FCA, Waymo extend autonomy partnership to commercial, future products
Fiat Chrysler Automobiles and Google affiliate Waymo LLC said Wednesday they are extending their partnership in the development and testing of autonomous vehicles for commercial delivery and for future FCA products.
Alphabet Inc.'s Waymo will work exclusively with Fiat Chrysler on level-four autonomous light commercial vehicles for moving goods for commercial delivery customers. FCA also has selected Waymo as its exclusive partner in providing level four autonomous technology they have developed together across the Italian American automaker's portfolio.
A level-four autonomous vehicle performs all driving tasks under certain circumstances, according to the Society of Automotive Engineers.
The deal whose specific terms were not disclosed strengthens the collaboration between Waymo, which is recognized as a leader in the self-driving technology space, and Fiat Chrysler, whose pending merger known as Stellantis with French automaker Groupe PSA would create the fourth-largest global automaker with the intention of becoming a mobility leader.
Four years ago, FCA began providing its Chrysler Pacifica Hybrid minivans to Waymo to test self-driving technology. In 2018, it launched its Waymo One commercial ride-hailing service in Phoenix, which now tests its level-four driverless technology. The new agreement with FCA extends the partnership in a way that industry observers have predicted would follow from the COVID-19 pandemic.
"Amidst the crisis, some things have changed very significantly in the industry is I think people's unwillingness to get into a small confined space being a vehicle on a ride-share basis right after somebody else has been in the vehicle," John Murphy, Bank of America's senior automotive analyst, said during an Automotive Press Association presentation last month. "On the flip side of that, we're all ordering in-home delivery, and last-mile delivery is becoming more valuable.
"I just think the focus of automotive level four and five is going to shift toward the autonomous side of the equation for the industry, and the industry is going to focus on levels one to three autonomous or advanced driver assist for their consumer side."
Waymo has launched a few pilot programs for local delivery with the Pacifica in the Phoenix area through its Waymo Via service, which is included under the new agreement. The companies initially will outfit Saltillo, Mexico-made Ram ProMasater vans with Waymo's fifth-generation robotic driver for the testing. When, where and with how many vehicles is still to be determined.

* _DATA EXCERPTS_:
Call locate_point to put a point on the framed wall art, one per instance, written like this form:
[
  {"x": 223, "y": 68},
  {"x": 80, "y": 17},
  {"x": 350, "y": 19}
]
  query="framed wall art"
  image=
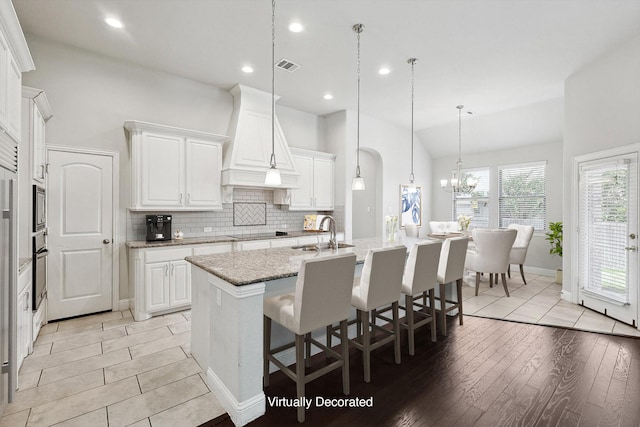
[{"x": 410, "y": 205}]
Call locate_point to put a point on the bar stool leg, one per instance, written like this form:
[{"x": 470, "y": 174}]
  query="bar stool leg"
[
  {"x": 443, "y": 307},
  {"x": 408, "y": 301},
  {"x": 307, "y": 349},
  {"x": 459, "y": 292},
  {"x": 266, "y": 349},
  {"x": 504, "y": 283},
  {"x": 432, "y": 309},
  {"x": 396, "y": 330},
  {"x": 344, "y": 342},
  {"x": 366, "y": 342},
  {"x": 300, "y": 380}
]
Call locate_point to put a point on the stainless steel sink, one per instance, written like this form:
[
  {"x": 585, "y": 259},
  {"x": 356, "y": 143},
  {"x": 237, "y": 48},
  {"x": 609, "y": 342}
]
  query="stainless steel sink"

* _EXERCISE INSTRUCTIONS_:
1. For each of the statements (a), (b) and (c), say whether it agrees with the FCA and Waymo article, answering yes or no and quoting the deciding words exactly: (a) the specific terms of the deal were disclosed; (b) FCA began providing Chrysler Pacifica Hybrid minivans to Waymo four years ago; (c) the Waymo Via service is included under the new agreement.
2. Output the part of the FCA and Waymo article starting at "Four years ago, FCA" and ending at "the COVID-19 pandemic.".
Use nothing but the FCA and Waymo article.

* _NUMBERED ANSWERS_:
1.
(a) No: "The deal whose specific terms were not disclosed"
(b) Yes: "Four years ago, FCA began providing its Chrysler Pacifica Hybrid minivans to Waymo to test self-driving technology."
(c) Yes: "through its Waymo Via service, which is included under the new agreement"

2.
Four years ago, FCA began providing its Chrysler Pacifica Hybrid minivans to Waymo to test self-driving technology. In 2018, it launched its Waymo One commercial ride-hailing service in Phoenix, which now tests its level-four driverless technology. The new agreement with FCA extends the partnership in a way that industry observers have predicted would follow from the COVID-19 pandemic.